In the material below, list the lines from the one containing "Exercise. Mark every instance of the tail" through the one containing "pixel 196 267", both included, as a numbered list with blank lines omitted.

:: Given data

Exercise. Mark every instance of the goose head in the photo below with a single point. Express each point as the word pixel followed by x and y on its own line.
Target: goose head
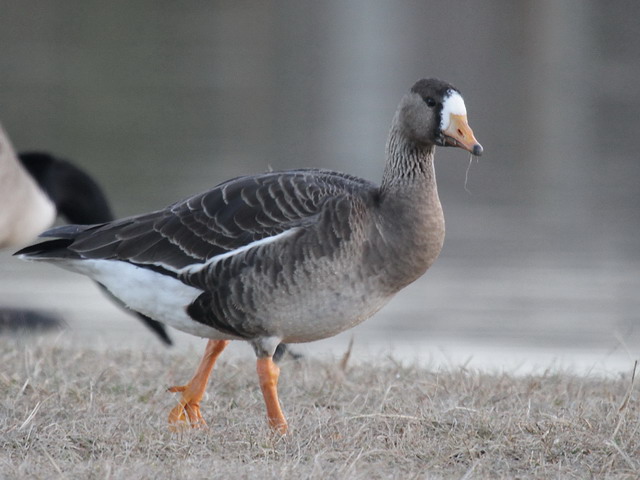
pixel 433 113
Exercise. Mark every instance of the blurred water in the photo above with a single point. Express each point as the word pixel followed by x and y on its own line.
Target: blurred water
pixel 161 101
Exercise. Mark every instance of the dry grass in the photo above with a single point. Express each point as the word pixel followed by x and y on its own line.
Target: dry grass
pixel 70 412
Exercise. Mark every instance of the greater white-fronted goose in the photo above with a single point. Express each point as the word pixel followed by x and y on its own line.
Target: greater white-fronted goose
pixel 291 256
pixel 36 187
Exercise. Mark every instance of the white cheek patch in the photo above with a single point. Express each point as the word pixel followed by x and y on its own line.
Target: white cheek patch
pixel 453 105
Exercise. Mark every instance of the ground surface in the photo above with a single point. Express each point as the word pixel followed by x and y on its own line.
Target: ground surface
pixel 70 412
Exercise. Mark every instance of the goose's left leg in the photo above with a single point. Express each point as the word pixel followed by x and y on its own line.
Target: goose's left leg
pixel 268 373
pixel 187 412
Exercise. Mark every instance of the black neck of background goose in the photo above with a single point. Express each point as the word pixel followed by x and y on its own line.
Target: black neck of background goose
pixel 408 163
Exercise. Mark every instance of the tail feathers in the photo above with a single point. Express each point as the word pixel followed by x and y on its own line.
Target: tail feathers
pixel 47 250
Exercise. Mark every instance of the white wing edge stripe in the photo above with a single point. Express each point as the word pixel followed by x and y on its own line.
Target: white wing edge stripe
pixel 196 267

::::
:: Given data

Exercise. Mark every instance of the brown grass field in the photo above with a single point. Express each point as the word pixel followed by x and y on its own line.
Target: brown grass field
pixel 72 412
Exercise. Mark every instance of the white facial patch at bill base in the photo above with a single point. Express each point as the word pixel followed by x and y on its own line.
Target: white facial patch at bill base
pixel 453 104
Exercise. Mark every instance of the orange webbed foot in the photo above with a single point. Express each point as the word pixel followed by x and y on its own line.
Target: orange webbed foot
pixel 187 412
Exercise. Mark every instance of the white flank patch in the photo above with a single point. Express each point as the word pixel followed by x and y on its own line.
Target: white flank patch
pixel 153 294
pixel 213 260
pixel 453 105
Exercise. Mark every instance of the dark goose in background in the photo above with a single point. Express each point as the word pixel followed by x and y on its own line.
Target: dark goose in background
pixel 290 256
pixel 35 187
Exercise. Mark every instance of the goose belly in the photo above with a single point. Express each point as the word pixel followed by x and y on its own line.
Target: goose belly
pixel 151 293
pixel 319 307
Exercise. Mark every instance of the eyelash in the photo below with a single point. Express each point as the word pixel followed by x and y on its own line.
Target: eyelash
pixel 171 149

::::
:: Given data

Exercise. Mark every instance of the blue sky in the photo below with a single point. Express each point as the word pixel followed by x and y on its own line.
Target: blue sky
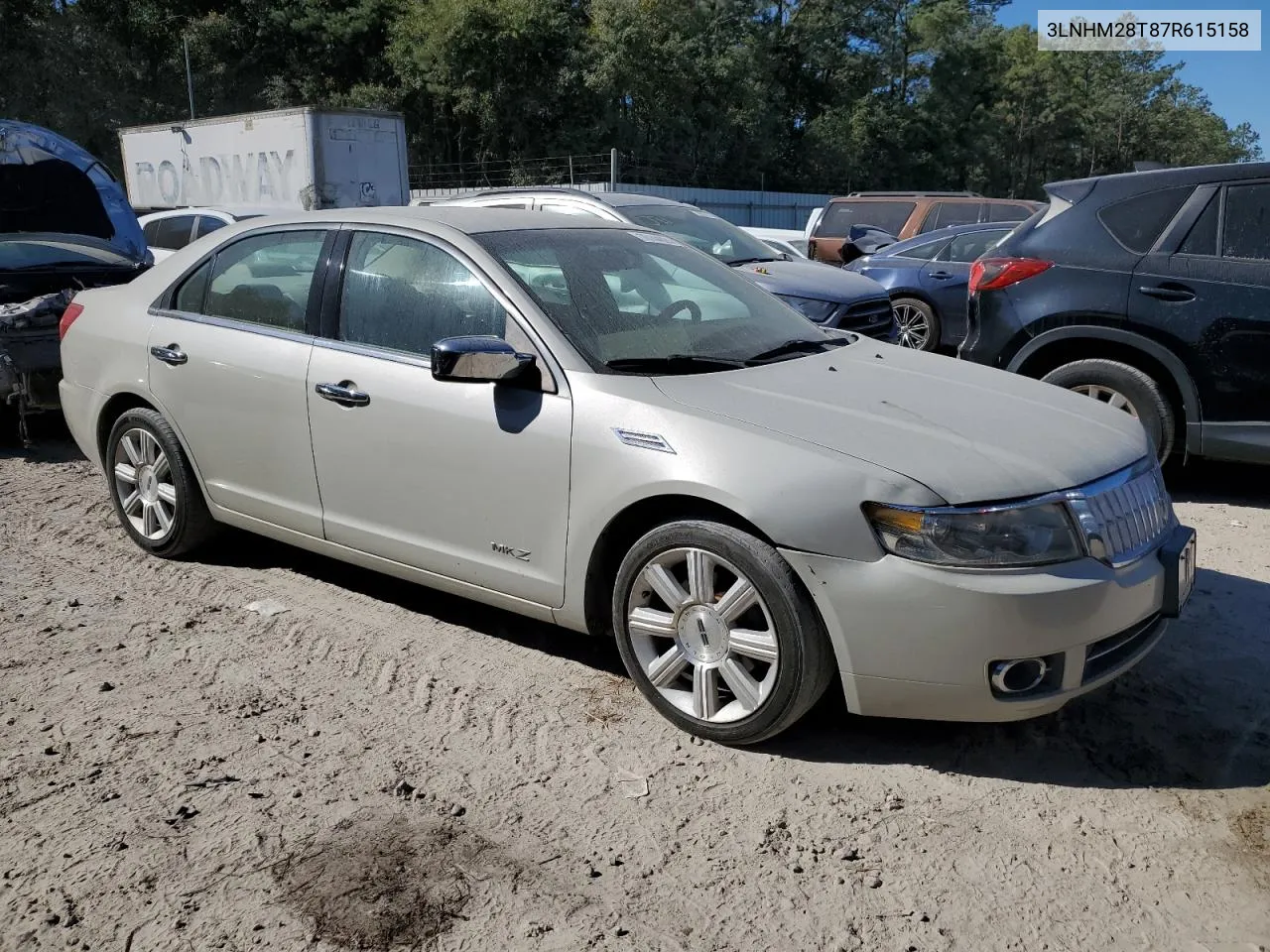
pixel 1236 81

::::

→ Answer to the exercise
1. Exercise. Mark every instance of the tail feathers in the photo above with a single point. Express each point as the word pixel followed by x and y on its own line.
2. Target: tail feathers
3. pixel 47 250
4. Exercise. Mark every instance of the white wing edge stripe in the photo above with a single point. Express each point as the word pixel followed by x and y on its own line.
5. Target: white wing edge stripe
6. pixel 196 267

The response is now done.